== Data for analysis

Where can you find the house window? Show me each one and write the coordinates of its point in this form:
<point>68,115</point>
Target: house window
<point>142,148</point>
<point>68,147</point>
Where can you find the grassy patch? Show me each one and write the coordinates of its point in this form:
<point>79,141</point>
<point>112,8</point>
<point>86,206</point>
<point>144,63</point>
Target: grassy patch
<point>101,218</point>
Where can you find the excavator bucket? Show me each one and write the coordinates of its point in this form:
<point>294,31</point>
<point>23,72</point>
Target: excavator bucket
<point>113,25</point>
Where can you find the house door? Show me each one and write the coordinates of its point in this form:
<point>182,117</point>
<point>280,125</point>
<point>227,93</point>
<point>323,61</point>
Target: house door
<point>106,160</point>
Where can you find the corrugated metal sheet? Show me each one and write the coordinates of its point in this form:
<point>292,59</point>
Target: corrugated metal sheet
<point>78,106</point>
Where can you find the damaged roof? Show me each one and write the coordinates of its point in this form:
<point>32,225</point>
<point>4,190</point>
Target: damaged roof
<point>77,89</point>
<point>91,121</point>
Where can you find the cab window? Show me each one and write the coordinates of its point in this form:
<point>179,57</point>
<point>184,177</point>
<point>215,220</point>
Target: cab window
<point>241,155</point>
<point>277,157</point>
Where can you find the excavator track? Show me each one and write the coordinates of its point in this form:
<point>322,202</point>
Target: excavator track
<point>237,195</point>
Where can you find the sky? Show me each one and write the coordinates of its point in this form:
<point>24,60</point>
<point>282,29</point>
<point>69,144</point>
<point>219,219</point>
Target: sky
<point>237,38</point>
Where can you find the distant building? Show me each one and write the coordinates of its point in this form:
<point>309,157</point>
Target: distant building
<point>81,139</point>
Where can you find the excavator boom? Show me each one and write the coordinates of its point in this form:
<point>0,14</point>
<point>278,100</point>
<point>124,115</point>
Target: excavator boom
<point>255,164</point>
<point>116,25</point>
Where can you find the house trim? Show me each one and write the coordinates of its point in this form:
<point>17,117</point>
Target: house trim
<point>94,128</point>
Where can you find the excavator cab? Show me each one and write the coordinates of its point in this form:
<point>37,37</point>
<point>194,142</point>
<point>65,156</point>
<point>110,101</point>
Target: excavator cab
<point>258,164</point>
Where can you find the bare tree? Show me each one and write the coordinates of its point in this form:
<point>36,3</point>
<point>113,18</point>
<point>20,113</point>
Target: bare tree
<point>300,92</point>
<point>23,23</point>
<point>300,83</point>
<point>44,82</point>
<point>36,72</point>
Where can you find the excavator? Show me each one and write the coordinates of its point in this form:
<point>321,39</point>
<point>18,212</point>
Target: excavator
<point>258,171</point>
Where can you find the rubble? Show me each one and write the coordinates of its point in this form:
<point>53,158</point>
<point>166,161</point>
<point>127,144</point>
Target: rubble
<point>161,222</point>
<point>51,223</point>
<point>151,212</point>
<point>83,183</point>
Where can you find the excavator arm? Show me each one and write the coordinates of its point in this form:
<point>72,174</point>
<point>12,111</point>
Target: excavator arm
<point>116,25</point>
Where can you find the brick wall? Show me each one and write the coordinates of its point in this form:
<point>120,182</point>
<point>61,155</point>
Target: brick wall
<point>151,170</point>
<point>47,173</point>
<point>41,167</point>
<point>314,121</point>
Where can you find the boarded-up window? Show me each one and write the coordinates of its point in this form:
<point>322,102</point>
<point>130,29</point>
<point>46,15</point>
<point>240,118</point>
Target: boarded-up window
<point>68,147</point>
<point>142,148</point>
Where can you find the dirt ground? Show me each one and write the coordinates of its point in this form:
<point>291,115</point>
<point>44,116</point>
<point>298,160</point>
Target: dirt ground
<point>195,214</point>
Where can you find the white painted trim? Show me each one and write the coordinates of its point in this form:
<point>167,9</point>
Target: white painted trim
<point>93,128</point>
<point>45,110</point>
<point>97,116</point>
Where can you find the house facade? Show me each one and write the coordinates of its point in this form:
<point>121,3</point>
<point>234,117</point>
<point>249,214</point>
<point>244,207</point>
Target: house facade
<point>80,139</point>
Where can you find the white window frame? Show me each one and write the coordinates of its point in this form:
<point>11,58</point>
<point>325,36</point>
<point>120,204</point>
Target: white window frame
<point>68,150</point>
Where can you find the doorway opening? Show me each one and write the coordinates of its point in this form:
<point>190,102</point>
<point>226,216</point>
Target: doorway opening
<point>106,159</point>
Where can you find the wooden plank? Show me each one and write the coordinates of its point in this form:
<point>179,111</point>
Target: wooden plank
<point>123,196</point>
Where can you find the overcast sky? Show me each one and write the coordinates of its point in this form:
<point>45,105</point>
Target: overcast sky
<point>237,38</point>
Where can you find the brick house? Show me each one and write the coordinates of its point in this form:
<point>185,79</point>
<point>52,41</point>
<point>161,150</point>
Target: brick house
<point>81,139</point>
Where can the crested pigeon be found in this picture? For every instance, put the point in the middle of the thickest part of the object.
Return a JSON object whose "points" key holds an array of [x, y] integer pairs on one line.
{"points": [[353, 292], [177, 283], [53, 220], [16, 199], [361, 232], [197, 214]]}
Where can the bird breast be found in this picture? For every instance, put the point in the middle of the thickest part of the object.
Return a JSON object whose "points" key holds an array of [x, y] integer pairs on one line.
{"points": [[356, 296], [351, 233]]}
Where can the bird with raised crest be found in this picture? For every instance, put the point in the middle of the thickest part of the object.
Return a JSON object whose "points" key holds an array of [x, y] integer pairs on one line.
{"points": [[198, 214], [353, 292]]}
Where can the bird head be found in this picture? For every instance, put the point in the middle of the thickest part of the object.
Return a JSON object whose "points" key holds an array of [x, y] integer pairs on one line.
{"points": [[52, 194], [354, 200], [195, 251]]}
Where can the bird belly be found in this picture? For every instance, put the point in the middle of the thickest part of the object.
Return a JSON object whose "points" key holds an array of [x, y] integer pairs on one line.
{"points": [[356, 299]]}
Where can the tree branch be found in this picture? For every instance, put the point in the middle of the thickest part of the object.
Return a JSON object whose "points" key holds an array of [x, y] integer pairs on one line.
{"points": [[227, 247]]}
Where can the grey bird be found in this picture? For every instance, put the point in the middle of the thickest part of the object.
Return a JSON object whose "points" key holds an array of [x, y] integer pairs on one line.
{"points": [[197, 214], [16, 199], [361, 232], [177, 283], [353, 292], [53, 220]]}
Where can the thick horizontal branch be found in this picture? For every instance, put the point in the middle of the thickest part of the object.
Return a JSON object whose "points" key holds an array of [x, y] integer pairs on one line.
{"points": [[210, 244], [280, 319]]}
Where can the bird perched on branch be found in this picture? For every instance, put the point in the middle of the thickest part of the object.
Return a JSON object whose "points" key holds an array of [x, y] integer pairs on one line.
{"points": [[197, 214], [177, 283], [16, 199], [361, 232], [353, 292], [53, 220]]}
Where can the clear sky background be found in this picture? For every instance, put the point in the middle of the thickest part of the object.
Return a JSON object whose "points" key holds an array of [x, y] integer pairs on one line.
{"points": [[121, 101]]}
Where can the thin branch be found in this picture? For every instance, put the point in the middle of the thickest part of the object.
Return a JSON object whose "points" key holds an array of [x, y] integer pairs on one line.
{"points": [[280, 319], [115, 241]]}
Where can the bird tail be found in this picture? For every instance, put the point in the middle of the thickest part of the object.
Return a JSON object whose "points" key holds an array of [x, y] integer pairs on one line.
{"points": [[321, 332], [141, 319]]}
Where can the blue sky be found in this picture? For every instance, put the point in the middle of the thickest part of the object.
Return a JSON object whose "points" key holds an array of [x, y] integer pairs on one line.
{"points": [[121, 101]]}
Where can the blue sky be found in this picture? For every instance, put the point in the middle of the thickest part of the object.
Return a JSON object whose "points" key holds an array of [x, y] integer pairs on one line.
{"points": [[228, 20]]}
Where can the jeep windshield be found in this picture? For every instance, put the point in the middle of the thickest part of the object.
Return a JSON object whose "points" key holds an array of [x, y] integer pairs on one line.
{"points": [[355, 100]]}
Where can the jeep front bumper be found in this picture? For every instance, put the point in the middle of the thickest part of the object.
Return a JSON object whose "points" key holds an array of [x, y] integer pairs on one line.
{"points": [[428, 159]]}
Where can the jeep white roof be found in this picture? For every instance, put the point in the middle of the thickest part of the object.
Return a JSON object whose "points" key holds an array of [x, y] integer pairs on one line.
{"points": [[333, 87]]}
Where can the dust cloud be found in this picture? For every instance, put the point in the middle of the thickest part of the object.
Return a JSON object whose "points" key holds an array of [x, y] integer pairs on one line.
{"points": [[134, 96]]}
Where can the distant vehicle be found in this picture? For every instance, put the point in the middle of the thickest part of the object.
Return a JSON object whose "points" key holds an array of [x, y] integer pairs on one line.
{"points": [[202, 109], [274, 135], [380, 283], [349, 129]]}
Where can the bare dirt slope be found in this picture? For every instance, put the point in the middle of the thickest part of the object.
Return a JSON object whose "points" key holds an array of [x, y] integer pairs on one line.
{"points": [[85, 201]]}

====

If a line of the data contains "jeep", copy it out.

Where can the jeep windshield be found in this picture? For every instance, put the point in the middle of the thickest part of the object.
Where can the jeep front bumper be found in this picture? For every instance, put the point in the middle of the thickest part of the object.
Where can the jeep white roof be found in this picture? For every instance, put the point in the middle of the thickest part of the object.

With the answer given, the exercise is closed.